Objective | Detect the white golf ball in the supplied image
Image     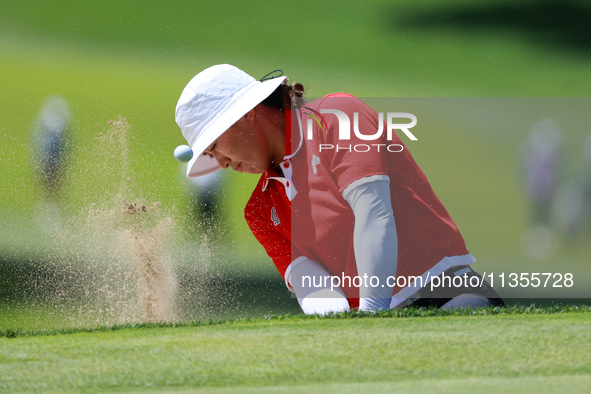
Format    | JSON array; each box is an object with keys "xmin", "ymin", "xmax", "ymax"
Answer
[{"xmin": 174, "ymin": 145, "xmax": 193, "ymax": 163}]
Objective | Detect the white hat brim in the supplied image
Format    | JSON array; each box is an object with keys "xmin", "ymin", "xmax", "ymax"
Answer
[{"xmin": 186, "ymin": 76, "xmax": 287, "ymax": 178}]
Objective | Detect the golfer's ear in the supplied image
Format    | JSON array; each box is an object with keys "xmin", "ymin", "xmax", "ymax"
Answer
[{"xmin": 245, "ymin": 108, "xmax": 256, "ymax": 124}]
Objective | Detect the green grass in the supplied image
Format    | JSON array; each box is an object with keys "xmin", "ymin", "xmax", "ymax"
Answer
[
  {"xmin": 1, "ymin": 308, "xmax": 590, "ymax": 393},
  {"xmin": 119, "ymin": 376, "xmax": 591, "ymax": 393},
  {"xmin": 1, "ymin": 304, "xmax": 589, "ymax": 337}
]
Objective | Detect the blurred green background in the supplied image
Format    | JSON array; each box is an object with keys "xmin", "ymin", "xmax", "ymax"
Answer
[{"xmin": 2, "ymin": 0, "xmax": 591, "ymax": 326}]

______

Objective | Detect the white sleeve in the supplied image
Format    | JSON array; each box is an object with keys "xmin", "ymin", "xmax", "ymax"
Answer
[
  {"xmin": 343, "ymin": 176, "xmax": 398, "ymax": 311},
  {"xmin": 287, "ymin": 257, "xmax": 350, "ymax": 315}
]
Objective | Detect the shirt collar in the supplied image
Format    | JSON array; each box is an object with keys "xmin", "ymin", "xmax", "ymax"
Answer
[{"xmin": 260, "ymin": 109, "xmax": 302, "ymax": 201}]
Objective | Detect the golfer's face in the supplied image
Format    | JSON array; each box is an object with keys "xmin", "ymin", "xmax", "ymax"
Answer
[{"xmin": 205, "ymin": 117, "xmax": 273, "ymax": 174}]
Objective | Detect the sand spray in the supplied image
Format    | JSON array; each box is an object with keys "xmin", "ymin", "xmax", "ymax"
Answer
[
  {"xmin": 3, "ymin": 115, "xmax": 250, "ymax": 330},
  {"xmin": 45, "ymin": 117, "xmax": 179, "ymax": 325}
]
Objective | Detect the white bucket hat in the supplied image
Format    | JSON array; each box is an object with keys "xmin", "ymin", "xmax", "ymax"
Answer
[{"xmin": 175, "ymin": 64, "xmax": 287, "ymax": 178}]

______

■ **What the exercise asks**:
Find "white" in the data above. Report each line where it appears.

■ **Finished exercise**:
Objective | Detect the white golf ball in the supplied image
Objective | Detect the white hat brim in the supplied image
Objective | Detect the white sleeve in the supplied image
Objective | Detect the white bucket hat in the supplied image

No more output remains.